- Education: Boston University
- Occupations: Real estate broker, actor
- Years active: 2005-present
- Spouse: Kate Winston ​(m. 2017)​
- Children: 1

= Ryan Sypek =

American actor and real estate broker (born 1982)

Ryan Sypek is an American actor and real estate broker.

==Acting career==
He started acting when he was in the sixth grade and also enjoyed playing baseball. He attended Wayland High School, graduating in 2000. After high school graduation, he attended Boston University, spending a semester in London at the London Academy of Music and Dramatic Art. He graduated from Boston University with a Bachelor of Fine Arts Degree. Before getting his role on Wildfire, he worked for the famous Beverly Hills Hotel, parking cars.

He played Jack Hunter in The Rose Tattoo at the Huntington Theatre in Boston in 2002. He co-starred in the ABC Family Original TV Series Wildfire, portraying Junior Davis, after initially auditioning for the role of Matt Ritter. He portrayed Sgt. Mills Evans in Private Valentine: Blonde & Dangerous, starring opposite Jessica Simpson. He was also a guest star on an episode of another popular ABC Family show, Greek, as a suitor for the lead character, Casey and as Dylan Boyd in Hollywood Heights.

▸ Stated goal 1
In the Ryan Sypek article, which character did he play on the ABC Family series Wildfire?

▸ Listing
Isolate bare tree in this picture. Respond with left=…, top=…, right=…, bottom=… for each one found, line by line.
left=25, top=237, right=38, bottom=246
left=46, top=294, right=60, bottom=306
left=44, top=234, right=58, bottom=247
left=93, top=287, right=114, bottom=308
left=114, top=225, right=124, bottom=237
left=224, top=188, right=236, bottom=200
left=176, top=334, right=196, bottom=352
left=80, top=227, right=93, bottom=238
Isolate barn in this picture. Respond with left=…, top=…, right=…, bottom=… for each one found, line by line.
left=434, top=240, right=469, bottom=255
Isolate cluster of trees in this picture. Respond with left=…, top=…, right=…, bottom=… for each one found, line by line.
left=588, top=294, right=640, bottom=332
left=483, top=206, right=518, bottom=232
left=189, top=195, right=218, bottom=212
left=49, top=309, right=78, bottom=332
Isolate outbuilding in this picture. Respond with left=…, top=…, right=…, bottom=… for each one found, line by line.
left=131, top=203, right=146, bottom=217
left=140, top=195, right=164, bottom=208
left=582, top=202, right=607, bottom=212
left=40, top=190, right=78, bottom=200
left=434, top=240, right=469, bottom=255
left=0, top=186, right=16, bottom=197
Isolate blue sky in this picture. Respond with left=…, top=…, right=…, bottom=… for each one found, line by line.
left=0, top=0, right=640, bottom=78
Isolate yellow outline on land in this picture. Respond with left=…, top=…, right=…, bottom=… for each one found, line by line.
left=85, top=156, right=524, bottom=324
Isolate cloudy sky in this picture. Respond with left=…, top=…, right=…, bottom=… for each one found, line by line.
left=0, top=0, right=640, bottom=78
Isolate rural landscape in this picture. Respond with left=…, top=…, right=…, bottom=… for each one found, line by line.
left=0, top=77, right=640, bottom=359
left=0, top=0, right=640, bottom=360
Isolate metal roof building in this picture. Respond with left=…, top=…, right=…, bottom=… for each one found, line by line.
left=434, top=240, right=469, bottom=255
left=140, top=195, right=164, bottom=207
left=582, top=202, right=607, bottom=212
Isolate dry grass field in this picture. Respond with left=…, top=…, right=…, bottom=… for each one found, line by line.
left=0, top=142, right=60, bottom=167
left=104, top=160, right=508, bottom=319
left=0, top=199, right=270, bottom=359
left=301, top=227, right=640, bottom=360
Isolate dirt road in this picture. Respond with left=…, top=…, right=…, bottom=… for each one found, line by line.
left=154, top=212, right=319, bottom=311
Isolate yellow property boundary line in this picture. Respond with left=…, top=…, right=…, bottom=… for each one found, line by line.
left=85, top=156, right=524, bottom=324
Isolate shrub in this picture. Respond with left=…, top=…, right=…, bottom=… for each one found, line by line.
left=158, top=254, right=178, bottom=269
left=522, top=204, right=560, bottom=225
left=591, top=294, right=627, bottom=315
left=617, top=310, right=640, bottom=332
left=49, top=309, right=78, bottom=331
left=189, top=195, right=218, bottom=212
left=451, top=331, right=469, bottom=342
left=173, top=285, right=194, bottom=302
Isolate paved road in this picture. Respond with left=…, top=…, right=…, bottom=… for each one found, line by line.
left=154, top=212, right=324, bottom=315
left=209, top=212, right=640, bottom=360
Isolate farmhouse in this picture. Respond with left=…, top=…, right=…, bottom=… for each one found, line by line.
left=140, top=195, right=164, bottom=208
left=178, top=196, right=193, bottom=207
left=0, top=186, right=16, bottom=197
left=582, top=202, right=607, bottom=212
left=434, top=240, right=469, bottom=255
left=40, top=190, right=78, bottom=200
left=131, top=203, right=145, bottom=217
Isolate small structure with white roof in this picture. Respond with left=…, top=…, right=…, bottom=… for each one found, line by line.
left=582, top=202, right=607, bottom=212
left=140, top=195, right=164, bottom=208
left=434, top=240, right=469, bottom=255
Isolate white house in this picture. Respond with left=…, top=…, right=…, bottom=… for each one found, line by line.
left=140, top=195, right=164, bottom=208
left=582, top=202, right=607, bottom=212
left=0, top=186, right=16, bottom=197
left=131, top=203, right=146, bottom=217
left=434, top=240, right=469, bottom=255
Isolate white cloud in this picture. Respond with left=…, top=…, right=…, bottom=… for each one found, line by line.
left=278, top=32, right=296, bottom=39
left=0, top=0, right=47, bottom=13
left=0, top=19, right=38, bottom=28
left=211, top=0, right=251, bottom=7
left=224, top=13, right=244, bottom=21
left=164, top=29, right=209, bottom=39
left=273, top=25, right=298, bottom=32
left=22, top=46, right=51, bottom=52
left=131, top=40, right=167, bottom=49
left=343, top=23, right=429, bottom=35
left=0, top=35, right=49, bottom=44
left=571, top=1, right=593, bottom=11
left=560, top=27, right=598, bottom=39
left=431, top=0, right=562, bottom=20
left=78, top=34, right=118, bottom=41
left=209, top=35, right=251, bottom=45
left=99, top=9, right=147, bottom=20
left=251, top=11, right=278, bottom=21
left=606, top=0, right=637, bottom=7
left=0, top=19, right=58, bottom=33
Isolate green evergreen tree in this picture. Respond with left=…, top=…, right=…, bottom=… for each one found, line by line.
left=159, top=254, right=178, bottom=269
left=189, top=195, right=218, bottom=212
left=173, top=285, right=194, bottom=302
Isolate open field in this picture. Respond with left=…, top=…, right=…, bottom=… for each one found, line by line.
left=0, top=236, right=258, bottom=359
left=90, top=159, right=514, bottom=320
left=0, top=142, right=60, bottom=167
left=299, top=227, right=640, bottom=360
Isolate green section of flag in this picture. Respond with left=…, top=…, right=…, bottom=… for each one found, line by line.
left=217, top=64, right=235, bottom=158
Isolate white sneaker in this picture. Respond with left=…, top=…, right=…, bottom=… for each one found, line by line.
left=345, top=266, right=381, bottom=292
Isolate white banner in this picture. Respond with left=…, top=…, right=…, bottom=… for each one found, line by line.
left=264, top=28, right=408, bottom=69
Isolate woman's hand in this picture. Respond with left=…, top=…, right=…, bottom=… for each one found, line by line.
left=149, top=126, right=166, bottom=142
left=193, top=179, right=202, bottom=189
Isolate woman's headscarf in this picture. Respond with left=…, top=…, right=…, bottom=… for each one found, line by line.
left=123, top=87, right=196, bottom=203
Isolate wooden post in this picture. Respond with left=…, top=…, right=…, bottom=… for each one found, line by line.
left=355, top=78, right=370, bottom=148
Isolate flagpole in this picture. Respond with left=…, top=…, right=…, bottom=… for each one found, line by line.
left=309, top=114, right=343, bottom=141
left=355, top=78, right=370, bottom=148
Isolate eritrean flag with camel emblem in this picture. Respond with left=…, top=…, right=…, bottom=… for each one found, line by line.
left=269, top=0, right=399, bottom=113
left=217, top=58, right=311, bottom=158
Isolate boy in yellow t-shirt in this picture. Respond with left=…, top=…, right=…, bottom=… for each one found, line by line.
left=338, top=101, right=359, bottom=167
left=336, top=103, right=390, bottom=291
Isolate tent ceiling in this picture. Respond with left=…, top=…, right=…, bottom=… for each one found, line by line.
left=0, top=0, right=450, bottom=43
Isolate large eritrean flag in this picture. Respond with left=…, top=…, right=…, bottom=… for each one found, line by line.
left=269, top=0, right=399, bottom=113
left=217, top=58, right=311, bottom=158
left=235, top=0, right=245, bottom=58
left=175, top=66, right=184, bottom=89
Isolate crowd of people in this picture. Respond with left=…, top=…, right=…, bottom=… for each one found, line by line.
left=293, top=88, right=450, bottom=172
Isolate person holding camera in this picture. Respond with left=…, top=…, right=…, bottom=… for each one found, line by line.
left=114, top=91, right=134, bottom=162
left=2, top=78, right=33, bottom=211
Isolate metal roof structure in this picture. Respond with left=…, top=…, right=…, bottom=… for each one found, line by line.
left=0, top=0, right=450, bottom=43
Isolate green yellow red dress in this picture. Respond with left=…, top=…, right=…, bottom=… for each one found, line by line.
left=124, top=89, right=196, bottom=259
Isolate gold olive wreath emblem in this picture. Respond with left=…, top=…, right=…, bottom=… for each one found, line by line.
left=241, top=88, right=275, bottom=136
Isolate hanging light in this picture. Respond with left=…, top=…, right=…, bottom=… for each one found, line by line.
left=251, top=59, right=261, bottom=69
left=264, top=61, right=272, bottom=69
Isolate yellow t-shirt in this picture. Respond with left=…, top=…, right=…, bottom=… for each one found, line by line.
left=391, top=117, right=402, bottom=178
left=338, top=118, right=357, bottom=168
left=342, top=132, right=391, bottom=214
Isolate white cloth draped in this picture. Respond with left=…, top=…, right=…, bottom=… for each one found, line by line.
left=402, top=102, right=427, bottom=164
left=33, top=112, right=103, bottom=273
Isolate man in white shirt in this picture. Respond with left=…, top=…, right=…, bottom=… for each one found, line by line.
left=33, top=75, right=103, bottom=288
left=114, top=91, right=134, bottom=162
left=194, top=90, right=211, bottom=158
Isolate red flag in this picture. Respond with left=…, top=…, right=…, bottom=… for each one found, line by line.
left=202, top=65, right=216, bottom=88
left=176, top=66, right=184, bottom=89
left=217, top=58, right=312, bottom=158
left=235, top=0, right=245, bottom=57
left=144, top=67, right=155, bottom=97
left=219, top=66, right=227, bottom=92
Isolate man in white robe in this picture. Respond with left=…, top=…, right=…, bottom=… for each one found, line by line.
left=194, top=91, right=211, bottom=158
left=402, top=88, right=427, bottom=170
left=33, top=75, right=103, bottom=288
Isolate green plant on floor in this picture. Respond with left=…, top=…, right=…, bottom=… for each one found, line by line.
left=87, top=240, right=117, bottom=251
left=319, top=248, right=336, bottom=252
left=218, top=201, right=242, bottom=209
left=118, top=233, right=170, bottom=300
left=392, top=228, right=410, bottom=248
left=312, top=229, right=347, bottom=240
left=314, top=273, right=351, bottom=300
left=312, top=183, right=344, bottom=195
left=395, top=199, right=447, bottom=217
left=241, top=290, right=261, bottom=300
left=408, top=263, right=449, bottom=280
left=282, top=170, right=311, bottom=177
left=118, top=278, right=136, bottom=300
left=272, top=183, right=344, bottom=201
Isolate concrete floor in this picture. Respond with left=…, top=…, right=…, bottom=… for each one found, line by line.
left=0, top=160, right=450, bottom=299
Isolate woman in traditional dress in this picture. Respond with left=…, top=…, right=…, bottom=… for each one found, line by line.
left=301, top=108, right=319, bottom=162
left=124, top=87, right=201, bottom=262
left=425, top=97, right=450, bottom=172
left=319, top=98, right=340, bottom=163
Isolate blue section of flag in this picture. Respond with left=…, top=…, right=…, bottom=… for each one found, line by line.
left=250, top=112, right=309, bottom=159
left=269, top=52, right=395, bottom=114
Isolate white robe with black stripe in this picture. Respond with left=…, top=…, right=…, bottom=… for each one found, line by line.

▸ Stated goal 2
From the entries, quote word for word the lines starting at the one containing "Isolate barn in" and ending at the one containing "left=154, top=212, right=319, bottom=311", both included.

▸ Right answer 1
Junior Davis

▸ Right answer 2
Isolate barn in this picture. Respond with left=…, top=…, right=…, bottom=… for each one found, line by line.
left=434, top=240, right=469, bottom=255
Isolate cluster of trees in this picture. Respond with left=…, top=…, right=…, bottom=… for each one found, line by line.
left=588, top=294, right=640, bottom=332
left=483, top=206, right=518, bottom=232
left=189, top=195, right=218, bottom=212
left=49, top=309, right=78, bottom=332
Isolate outbuilding in this picture. Respond with left=…, top=…, right=…, bottom=… for each one found, line by line.
left=131, top=203, right=146, bottom=217
left=140, top=195, right=164, bottom=208
left=582, top=202, right=607, bottom=212
left=40, top=190, right=78, bottom=200
left=434, top=240, right=469, bottom=255
left=0, top=186, right=16, bottom=197
Isolate blue sky in this picture. Respond with left=…, top=…, right=…, bottom=… for each one found, line by line.
left=0, top=0, right=640, bottom=78
Isolate yellow outline on land in this picture. Respond with left=…, top=…, right=…, bottom=… for each one found, line by line.
left=85, top=156, right=524, bottom=324
Isolate cloudy sky in this picture. Respond with left=…, top=…, right=…, bottom=… for each one found, line by line.
left=0, top=0, right=640, bottom=78
Isolate rural landscape in this picture. Respond with left=…, top=…, right=…, bottom=… for each one found, line by line.
left=0, top=77, right=640, bottom=359
left=0, top=0, right=640, bottom=360
Isolate metal roof building in this picture. Respond with left=…, top=…, right=…, bottom=… for each one found, line by line.
left=434, top=240, right=469, bottom=255
left=140, top=195, right=164, bottom=207
left=582, top=202, right=607, bottom=212
Isolate dry grass field in this picture. Respond with left=…, top=…, right=…, bottom=… for each one found, line by line.
left=0, top=142, right=60, bottom=167
left=104, top=160, right=508, bottom=319
left=0, top=199, right=270, bottom=359
left=301, top=227, right=640, bottom=360
Isolate dirt road in this picture. Respond with left=…, top=…, right=…, bottom=… for each one found, line by line.
left=154, top=212, right=319, bottom=311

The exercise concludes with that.